In this exercise, set down every entry that follows exactly as it appears.

======== EXERCISE DATA ========

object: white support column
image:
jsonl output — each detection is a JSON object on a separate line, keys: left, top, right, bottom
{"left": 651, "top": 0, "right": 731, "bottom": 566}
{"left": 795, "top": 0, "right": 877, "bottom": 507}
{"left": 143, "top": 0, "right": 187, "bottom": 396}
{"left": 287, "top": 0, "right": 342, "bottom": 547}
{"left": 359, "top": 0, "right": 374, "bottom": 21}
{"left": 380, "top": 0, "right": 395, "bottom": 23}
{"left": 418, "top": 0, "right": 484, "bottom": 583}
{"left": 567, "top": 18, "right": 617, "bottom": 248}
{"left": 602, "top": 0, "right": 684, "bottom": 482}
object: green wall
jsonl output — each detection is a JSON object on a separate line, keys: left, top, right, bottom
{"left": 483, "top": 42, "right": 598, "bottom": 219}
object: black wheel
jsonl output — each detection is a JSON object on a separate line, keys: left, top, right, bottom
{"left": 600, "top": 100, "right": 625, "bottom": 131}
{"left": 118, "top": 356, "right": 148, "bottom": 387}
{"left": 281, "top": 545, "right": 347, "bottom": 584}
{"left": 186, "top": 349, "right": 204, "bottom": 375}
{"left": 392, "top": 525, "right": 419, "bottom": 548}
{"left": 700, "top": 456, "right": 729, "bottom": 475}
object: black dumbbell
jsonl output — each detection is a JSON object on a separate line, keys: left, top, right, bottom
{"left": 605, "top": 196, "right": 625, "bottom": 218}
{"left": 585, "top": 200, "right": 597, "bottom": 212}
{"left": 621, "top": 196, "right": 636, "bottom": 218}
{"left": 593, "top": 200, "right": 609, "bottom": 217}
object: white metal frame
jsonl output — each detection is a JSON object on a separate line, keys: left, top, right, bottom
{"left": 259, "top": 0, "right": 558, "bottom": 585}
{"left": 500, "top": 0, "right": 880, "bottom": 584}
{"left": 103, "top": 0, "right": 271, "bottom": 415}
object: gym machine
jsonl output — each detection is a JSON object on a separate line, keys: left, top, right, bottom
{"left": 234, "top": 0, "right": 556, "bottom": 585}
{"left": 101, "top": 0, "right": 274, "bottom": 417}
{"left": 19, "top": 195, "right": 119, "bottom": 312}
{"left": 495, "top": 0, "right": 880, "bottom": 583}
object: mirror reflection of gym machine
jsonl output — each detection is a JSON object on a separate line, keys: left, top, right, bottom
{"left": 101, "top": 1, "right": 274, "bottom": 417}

========

__ANSWER__:
object: white support column
image:
jsonl output — each detection is a JSON object on a separate line, keys: left, top, right, bottom
{"left": 651, "top": 0, "right": 731, "bottom": 566}
{"left": 795, "top": 0, "right": 877, "bottom": 507}
{"left": 143, "top": 0, "right": 187, "bottom": 396}
{"left": 287, "top": 0, "right": 342, "bottom": 547}
{"left": 359, "top": 0, "right": 374, "bottom": 21}
{"left": 380, "top": 0, "right": 395, "bottom": 23}
{"left": 418, "top": 0, "right": 484, "bottom": 583}
{"left": 567, "top": 18, "right": 617, "bottom": 248}
{"left": 602, "top": 0, "right": 684, "bottom": 482}
object: green wall
jsonl output — each detection is a JSON object on a separate line, keys: left, top, right, bottom
{"left": 483, "top": 42, "right": 598, "bottom": 219}
object: black wheel
jsonl output — each detection is a JSON object on a separate line, keys: left, top, right, bottom
{"left": 600, "top": 100, "right": 625, "bottom": 131}
{"left": 118, "top": 356, "right": 148, "bottom": 387}
{"left": 281, "top": 545, "right": 347, "bottom": 584}
{"left": 186, "top": 349, "right": 204, "bottom": 375}
{"left": 392, "top": 525, "right": 419, "bottom": 548}
{"left": 700, "top": 456, "right": 729, "bottom": 475}
object: black dumbbell
jsonl output — each detection is a JSON object on a separate line, keys: left, top, right, bottom
{"left": 605, "top": 196, "right": 625, "bottom": 218}
{"left": 585, "top": 200, "right": 597, "bottom": 212}
{"left": 621, "top": 196, "right": 636, "bottom": 218}
{"left": 593, "top": 200, "right": 609, "bottom": 217}
object: white metal frame
jsonl output — each detection is a JSON object on a separate line, keys: left, top, right, bottom
{"left": 259, "top": 0, "right": 558, "bottom": 585}
{"left": 500, "top": 0, "right": 880, "bottom": 584}
{"left": 103, "top": 0, "right": 271, "bottom": 415}
object: gym machine
jsonl output — each detection is a JSON object on a separate line, keys: left, top, right, bottom
{"left": 234, "top": 0, "right": 556, "bottom": 585}
{"left": 101, "top": 0, "right": 274, "bottom": 417}
{"left": 19, "top": 195, "right": 119, "bottom": 312}
{"left": 495, "top": 0, "right": 880, "bottom": 583}
object: mirror reflection of gym machine
jsonl output — each detection is a JSON object on a separate line, keys: left, top, right, bottom
{"left": 101, "top": 1, "right": 274, "bottom": 417}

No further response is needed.